== WHAT THE TASK REQUIRES ==
Present every line of the rows below as a JSON list of strings, one string per line, leaving out any blank lines.

== MATERIAL FOR THIS EXERCISE ==
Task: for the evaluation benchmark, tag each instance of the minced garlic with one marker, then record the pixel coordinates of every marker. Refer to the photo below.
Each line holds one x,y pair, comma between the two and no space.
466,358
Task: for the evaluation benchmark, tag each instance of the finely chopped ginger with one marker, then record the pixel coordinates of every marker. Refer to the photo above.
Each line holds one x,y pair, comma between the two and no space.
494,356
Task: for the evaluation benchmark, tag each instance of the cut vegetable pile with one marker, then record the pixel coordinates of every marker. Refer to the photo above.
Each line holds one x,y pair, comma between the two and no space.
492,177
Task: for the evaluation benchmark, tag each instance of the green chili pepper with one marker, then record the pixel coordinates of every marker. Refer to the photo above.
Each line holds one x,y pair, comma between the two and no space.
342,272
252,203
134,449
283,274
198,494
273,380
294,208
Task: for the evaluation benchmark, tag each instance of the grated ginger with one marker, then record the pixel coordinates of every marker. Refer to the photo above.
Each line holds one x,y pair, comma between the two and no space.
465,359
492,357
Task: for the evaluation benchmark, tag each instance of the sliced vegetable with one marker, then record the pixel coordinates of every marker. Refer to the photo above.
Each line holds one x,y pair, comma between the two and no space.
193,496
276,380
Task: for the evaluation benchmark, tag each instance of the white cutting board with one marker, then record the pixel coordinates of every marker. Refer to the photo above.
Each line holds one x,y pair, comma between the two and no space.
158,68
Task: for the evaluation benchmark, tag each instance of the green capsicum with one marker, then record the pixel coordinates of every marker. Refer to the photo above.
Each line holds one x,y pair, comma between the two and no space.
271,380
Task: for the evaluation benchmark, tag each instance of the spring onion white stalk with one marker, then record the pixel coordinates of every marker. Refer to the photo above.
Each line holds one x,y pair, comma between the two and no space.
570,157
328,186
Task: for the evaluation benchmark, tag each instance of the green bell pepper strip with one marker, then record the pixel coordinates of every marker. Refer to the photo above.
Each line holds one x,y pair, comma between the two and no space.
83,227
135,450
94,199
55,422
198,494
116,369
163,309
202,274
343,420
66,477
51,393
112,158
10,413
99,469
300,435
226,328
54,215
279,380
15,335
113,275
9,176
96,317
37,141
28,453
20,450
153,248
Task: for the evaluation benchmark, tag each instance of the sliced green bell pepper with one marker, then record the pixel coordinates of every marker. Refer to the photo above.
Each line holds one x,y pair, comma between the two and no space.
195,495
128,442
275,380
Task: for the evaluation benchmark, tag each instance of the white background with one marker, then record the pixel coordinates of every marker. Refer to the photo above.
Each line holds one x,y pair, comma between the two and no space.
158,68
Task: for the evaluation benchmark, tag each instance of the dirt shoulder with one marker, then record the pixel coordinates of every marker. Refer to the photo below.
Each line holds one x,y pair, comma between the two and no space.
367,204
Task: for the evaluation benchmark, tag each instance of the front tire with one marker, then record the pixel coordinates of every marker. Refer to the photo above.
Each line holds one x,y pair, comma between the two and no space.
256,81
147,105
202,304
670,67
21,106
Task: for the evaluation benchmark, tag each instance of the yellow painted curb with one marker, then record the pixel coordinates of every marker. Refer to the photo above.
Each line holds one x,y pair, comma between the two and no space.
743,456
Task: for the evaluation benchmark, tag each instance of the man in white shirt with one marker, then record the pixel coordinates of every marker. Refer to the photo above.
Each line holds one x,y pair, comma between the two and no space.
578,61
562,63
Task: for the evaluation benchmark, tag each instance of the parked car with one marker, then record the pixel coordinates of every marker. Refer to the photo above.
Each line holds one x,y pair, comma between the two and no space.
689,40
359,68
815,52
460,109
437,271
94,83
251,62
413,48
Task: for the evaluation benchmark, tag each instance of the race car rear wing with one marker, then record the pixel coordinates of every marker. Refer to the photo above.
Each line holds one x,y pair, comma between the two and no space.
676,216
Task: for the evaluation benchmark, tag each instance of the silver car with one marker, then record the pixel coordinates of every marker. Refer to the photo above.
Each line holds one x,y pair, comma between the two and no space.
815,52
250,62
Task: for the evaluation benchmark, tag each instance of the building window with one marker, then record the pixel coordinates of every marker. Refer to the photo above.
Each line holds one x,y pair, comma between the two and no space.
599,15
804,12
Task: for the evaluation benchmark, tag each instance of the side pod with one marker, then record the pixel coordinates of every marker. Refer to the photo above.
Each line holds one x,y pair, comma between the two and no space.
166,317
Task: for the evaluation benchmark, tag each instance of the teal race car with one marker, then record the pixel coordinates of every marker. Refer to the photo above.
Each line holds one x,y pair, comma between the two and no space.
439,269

== SOLUTION BELOW ==
[
  "Task: for the evaluation benchmark, tag each instance of the minced garlic with one marker, then record the pixel coordinates of every marker. Refer to the photo below.",
  "Each line holds one x,y pair, comma between the two and no space.",
  "466,358",
  "Task: for the evaluation benchmark, tag each instance of the finely chopped ginger with one marker, then record the pixel coordinates of every marker. Refer to the photo above.",
  "Each line holds one x,y pair, comma between the two and no space.",
  "494,356",
  "Task: for the evaluation benchmark, tag each instance of the cut vegetable pile with one marker, then record the pixel coordinates of every marker. Refer to the photo above.",
  "Each line holds one x,y pair, comma between the two and no space.",
  "492,177",
  "Task: for the evaluation benchmark, tag each instance of the green chili pepper with one marker, then record the pixel coordinates of every marker. Refer to the photo above.",
  "Each line holds one x,y pair, comma between the two and no space.",
  "342,272",
  "252,203",
  "134,449",
  "283,274",
  "198,494",
  "273,380",
  "294,208",
  "Task: for the evaluation benchmark, tag each instance of the grated ginger with one marker, then record the pixel coordinates of every marker. Refer to the photo above.",
  "Each line holds one x,y pair, comma between the two and no space.",
  "465,359",
  "492,357",
  "Task: for the evaluation benchmark, tag each instance of the sliced vegetable with one marker, then record the pixel coordinates of every marker. Refer to the photo above.",
  "Each line holds one x,y pair, comma between the two and no space.",
  "193,496",
  "276,380",
  "Task: for the evaluation benchmark, tag each instance of the white cutting board with one marker, then record the pixel coordinates of every marker. Refer to the photo above.",
  "Each line holds one x,y pair, comma between the two and no space.",
  "158,68",
  "Task: for the evaluation benchmark, tag each instance of the green capsicum with one marker, then record the pixel coordinates of every marker. Refer to the photo above.",
  "Each line holds one x,y pair, comma between the two and no space.",
  "271,380",
  "Task: for the evaluation benchmark, tag each instance of the spring onion white stalk with one marker, then record the pixel coordinates of every marker. Refer to the photo above.",
  "Each line holds one x,y pair, comma between the two and no space.",
  "570,157",
  "328,186",
  "Task: for the evaluation benchmark, tag each instance of the green bell pepper strip with one marker, then record the pixel coordinates of every marker. Refer to the photo above.",
  "Each line holds one x,y pair, comma between the two and no space.",
  "83,227",
  "135,450",
  "94,199",
  "55,422",
  "198,494",
  "116,369",
  "163,309",
  "202,274",
  "343,420",
  "66,477",
  "51,393",
  "112,158",
  "10,413",
  "99,469",
  "300,435",
  "226,328",
  "54,215",
  "279,380",
  "15,335",
  "113,275",
  "9,176",
  "96,317",
  "37,141",
  "28,453",
  "20,450",
  "153,248",
  "Task: for the evaluation benchmark, tag each instance of the sliced green bell pepper with one marker, then record the pixel coordinates of every marker. Refer to the photo above.",
  "Each line holds one x,y pair, comma between the two and no space.",
  "195,495",
  "128,442",
  "275,380",
  "Task: for the evaluation benchmark, tag each instance of the white background with one marker, then record the pixel coordinates of every marker. Refer to the photo above.",
  "Each line holds one x,y pair, comma between the two and no space.",
  "158,68",
  "Task: for the evaluation benchmark, tag each instance of the dirt shoulder with one marker, then record the pixel coordinates of every marker. Refer to the photo below.",
  "Each line holds one x,y pair, comma between the two and no space.",
  "367,204",
  "Task: for the evaluation benchmark, tag each instance of the front tire with one marker, then record the pixel coordinates of every marker. Refer to the photo above.",
  "Each line holds one x,y pair, comma between the two and no space.",
  "256,81",
  "147,105",
  "202,304",
  "670,67",
  "21,106",
  "Task: for the evaluation benchmark, tag each instance of the yellow painted curb with one marker, then record the pixel coordinates of every marker. Refer to the photo above.",
  "Each line holds one x,y pair, comma between the two and no space.",
  "743,456",
  "Task: for the evaluation benchmark, tag each instance of the man in white shirt with one marker, then record the pixel coordinates of every marker. Refer to the photo above.",
  "Each line holds one x,y pair, comma between the two and no space.",
  "578,61",
  "562,63",
  "Task: for the evaluation benchmark, tag each instance of the parked car with one marker, then record the pixel coordinates of every marker. Refer to the photo above.",
  "Each line holds one x,y pair, comma between the two and no space.",
  "689,40",
  "359,68",
  "815,52",
  "460,109",
  "437,271",
  "94,83",
  "251,62",
  "413,48",
  "Task: for the evaluation benchmark, tag each instance of the race car rear wing with one marker, then record the pixel coordinates of every marker. Refer to the photo above.",
  "Each line holds one x,y pair, comma between the two and no space.",
  "676,216",
  "Task: for the evaluation benchmark, tag each instance of the silver car with one marker, then record the pixel coordinates of every marker. Refer to the photo above.",
  "Each line holds one x,y pair, comma between the two and no space.",
  "815,52",
  "250,62",
  "Task: for the evaluation benchmark, tag each instance of the building window with one marker, then record the pixel coordinates of every marker. Refer to the photo above.",
  "Each line holds one x,y pair, comma between the two and no space.",
  "599,15",
  "804,12",
  "Task: for the evaluation benchmark, tag each instance of the side pod with one marker, then record the pixel coordinates of every marker. Refer to the photo above.",
  "Each line holds one x,y pair, comma between the two and no space.",
  "166,317",
  "Task: for the evaluation benchmark, tag each instance of the teal race car with one marker, then record the pixel coordinates of every marker. Refer to the photo above.",
  "Each line holds one x,y pair, comma between the two and no space.",
  "439,269"
]